EXCERPTED RECORDS Start Marker

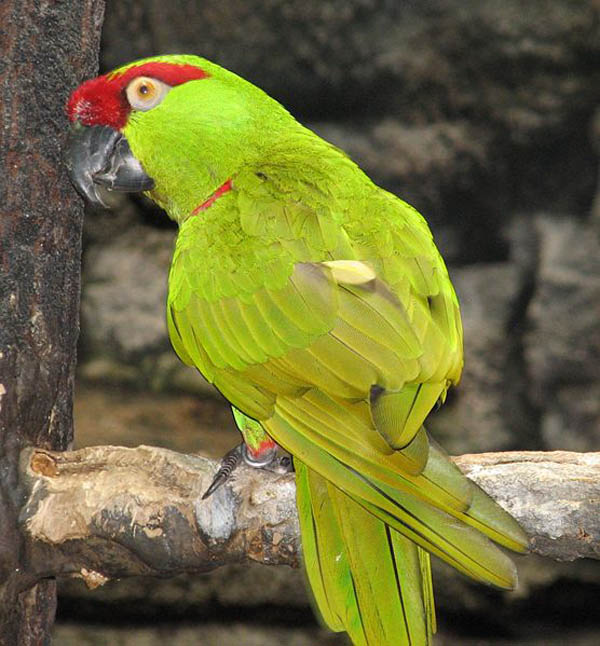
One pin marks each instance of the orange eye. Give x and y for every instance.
(144, 93)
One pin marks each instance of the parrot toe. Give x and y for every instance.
(271, 460)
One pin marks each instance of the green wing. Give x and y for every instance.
(340, 340)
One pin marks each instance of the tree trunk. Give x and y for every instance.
(46, 49)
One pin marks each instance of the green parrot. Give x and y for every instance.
(318, 304)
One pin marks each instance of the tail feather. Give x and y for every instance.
(434, 530)
(376, 592)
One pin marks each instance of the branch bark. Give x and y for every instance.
(109, 512)
(46, 49)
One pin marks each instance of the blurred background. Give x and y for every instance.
(483, 115)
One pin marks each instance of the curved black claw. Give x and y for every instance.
(272, 460)
(228, 465)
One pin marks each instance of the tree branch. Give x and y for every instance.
(105, 512)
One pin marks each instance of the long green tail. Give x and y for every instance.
(366, 578)
(366, 543)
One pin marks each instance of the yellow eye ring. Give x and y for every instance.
(145, 93)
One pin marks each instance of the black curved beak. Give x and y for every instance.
(100, 156)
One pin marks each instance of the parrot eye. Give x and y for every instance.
(144, 93)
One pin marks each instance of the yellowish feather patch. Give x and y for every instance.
(351, 272)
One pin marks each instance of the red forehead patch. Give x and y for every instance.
(102, 102)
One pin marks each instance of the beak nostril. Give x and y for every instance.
(101, 156)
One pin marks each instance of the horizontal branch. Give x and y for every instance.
(107, 512)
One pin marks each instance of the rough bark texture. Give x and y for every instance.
(45, 49)
(107, 512)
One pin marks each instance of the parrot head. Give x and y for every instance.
(177, 127)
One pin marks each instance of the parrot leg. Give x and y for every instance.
(257, 450)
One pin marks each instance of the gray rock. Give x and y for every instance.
(480, 413)
(524, 67)
(562, 346)
(124, 332)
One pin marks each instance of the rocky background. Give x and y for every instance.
(484, 115)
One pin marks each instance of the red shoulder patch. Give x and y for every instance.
(102, 102)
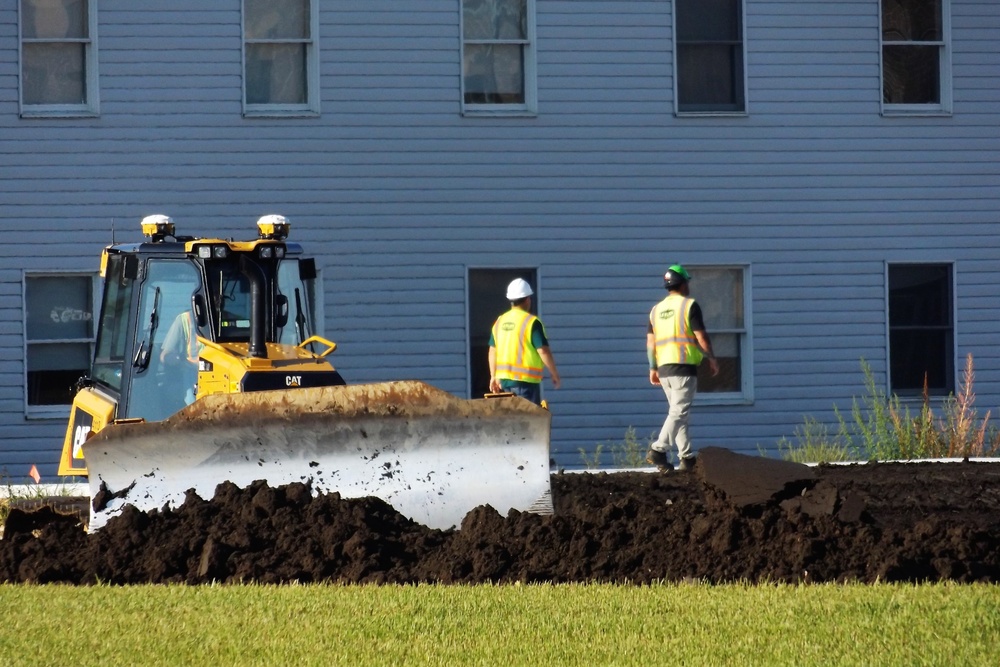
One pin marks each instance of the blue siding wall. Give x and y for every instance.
(397, 194)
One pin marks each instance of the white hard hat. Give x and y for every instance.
(518, 289)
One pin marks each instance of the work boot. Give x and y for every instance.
(686, 463)
(658, 459)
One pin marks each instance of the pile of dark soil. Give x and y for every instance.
(734, 518)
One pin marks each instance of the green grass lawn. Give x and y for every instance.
(500, 625)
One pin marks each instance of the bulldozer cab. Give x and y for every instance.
(165, 301)
(205, 371)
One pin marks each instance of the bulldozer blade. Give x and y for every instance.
(432, 456)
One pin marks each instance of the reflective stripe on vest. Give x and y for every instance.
(674, 339)
(192, 340)
(517, 358)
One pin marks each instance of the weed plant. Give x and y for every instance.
(629, 452)
(882, 427)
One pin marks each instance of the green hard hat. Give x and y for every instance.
(675, 276)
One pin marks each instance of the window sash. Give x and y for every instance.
(58, 58)
(59, 332)
(915, 60)
(280, 58)
(709, 57)
(498, 57)
(920, 328)
(723, 291)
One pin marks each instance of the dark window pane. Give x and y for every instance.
(276, 74)
(919, 295)
(911, 75)
(59, 308)
(494, 74)
(54, 19)
(54, 73)
(53, 387)
(709, 78)
(728, 353)
(494, 19)
(921, 339)
(276, 19)
(708, 20)
(911, 20)
(918, 354)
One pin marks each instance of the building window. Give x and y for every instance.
(280, 58)
(59, 337)
(916, 68)
(498, 56)
(721, 291)
(708, 64)
(58, 58)
(921, 333)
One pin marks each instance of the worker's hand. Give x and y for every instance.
(170, 358)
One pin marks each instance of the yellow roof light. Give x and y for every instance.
(273, 227)
(157, 226)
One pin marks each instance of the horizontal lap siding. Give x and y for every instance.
(397, 194)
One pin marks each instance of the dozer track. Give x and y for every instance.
(432, 456)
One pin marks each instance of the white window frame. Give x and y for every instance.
(311, 107)
(56, 411)
(690, 113)
(745, 395)
(530, 106)
(92, 106)
(910, 394)
(942, 108)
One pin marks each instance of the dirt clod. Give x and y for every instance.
(733, 518)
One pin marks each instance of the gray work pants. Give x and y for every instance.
(680, 392)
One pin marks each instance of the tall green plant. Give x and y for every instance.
(626, 453)
(882, 427)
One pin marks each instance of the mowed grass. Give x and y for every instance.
(689, 624)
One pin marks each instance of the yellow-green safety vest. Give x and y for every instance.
(517, 358)
(675, 341)
(191, 338)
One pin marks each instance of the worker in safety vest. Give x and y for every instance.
(676, 343)
(519, 348)
(180, 351)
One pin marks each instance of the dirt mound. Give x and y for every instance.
(735, 518)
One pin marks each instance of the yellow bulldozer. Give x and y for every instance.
(207, 369)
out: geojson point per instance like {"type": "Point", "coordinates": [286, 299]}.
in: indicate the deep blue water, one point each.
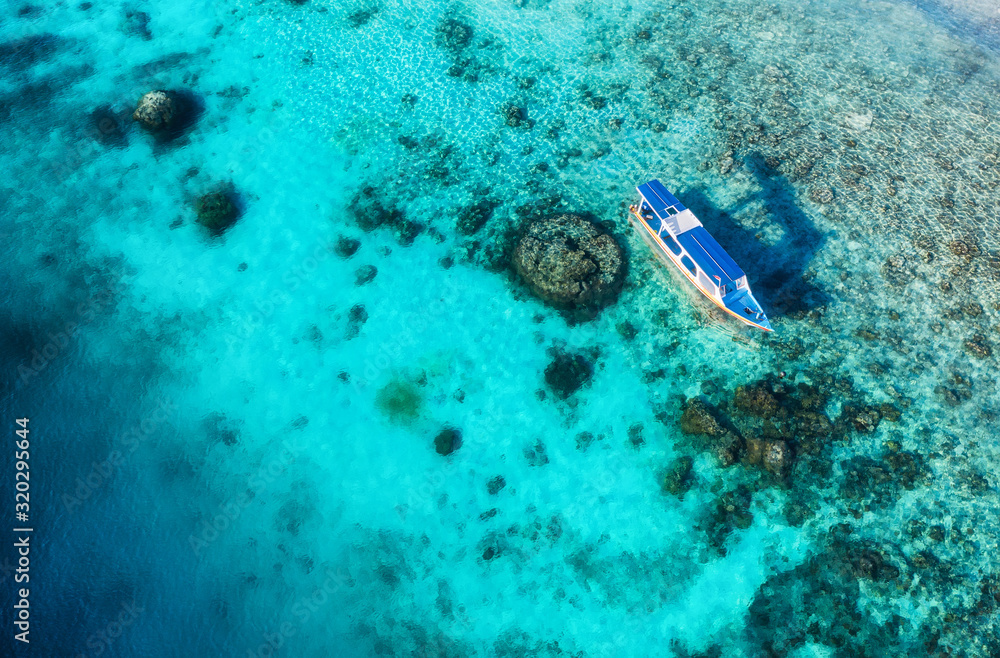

EXCERPTED RECORDS End Marker

▶ INSTRUCTIONS TO FOLLOW
Looking only at the entries, count the lines that contain the word "point", then state that count and nothing else.

▶ ANSWER BOX
2